WHAT TO DO » Look through the material that follows and show every line with the string "instance".

RECORD EXTRACTS »
+--

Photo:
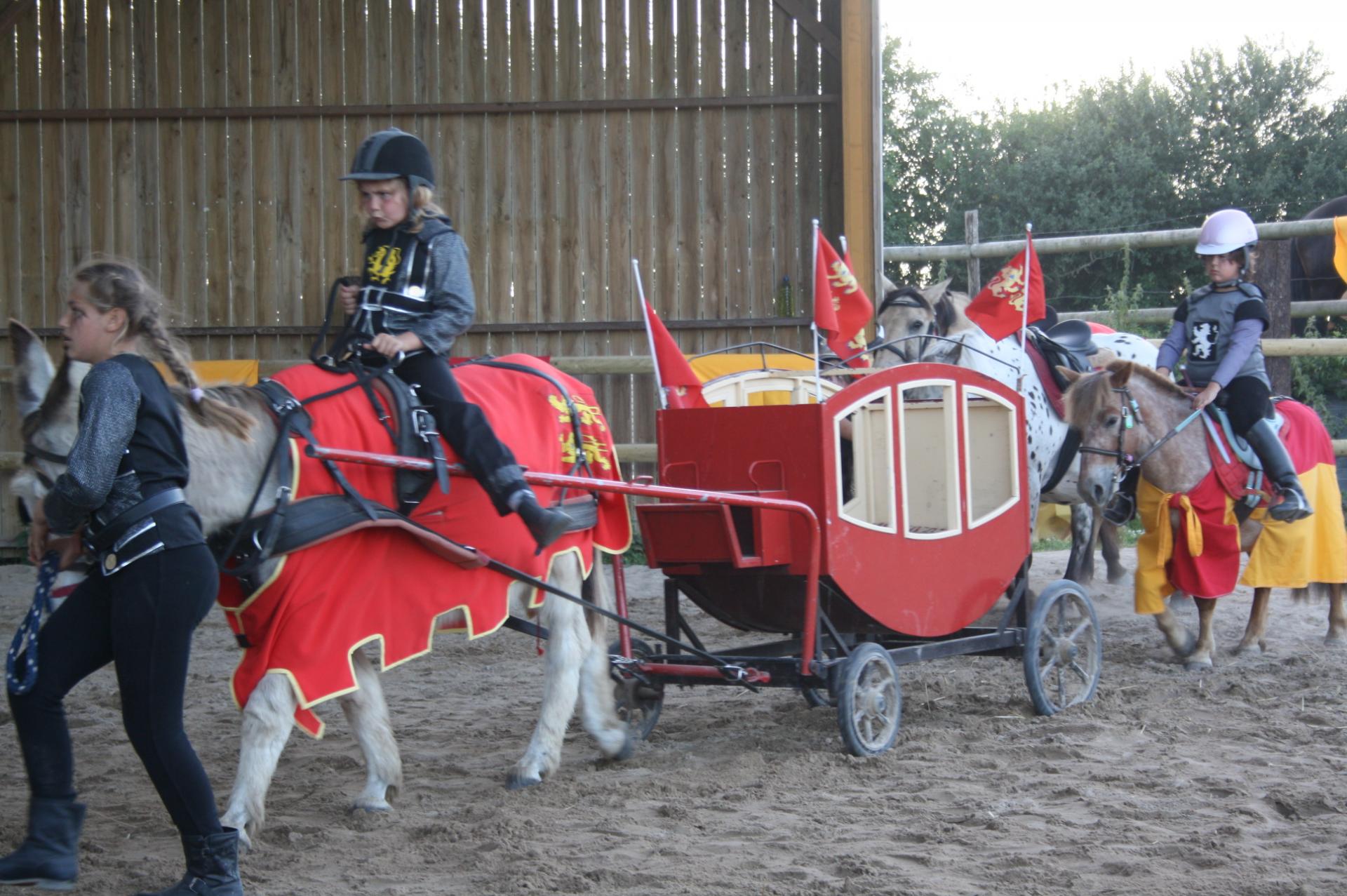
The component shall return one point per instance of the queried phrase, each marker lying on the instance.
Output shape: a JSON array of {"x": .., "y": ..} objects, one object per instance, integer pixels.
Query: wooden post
[
  {"x": 970, "y": 237},
  {"x": 1273, "y": 274},
  {"x": 861, "y": 175}
]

+--

ANSWER »
The component shall return one point per instance of the queried phrase, each marker lying on the instance.
Output shape: a JSON array of {"x": .., "y": ..} objects, one object per instance, integer pixels.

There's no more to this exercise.